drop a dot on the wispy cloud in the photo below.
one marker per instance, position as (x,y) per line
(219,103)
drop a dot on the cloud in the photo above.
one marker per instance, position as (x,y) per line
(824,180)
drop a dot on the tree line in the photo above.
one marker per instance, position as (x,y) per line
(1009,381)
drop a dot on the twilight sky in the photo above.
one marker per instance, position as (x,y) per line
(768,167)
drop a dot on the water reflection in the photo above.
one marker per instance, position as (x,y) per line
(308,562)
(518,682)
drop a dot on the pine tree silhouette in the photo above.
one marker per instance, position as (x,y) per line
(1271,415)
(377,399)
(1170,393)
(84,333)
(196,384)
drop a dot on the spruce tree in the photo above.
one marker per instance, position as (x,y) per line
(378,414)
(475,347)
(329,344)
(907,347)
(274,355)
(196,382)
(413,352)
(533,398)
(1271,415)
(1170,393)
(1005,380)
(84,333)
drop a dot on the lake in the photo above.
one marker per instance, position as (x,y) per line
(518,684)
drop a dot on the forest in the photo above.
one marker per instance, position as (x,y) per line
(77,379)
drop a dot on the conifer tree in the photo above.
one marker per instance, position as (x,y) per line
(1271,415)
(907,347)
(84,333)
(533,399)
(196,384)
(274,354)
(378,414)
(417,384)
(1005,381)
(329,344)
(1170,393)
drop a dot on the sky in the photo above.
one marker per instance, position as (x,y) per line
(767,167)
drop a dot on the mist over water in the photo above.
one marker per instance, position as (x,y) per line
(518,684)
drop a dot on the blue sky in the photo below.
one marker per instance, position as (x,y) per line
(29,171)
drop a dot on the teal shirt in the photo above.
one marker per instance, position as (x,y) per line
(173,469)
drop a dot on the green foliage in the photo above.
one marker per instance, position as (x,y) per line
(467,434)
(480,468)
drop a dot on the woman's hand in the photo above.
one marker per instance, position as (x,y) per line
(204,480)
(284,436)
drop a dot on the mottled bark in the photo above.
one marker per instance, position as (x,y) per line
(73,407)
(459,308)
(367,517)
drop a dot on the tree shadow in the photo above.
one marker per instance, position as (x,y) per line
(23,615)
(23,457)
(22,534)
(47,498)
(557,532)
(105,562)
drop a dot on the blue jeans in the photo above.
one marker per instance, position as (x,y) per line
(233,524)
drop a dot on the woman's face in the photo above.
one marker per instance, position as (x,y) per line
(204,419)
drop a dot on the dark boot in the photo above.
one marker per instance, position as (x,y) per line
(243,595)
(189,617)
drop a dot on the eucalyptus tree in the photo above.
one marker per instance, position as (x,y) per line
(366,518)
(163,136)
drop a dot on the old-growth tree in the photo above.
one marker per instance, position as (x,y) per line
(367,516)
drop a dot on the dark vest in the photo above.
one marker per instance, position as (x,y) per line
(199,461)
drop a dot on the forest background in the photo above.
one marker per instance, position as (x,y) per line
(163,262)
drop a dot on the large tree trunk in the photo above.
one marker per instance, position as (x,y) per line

++++++

TASK DIRECTIONS:
Copy out, word for word, every line from the one with "drop a dot on the dark vest" through the very last line, including both of those.

EXERCISE OUTPUT:
drop a dot on the dark vest in the photo above.
one marker per instance, position as (x,y) per line
(199,461)
drop a dot on the forest background in the photo above.
one marker per instance, position as (x,y) per line
(163,262)
drop a dot on the large tree trunk in the photo above.
one marker per instance, position as (x,y) per line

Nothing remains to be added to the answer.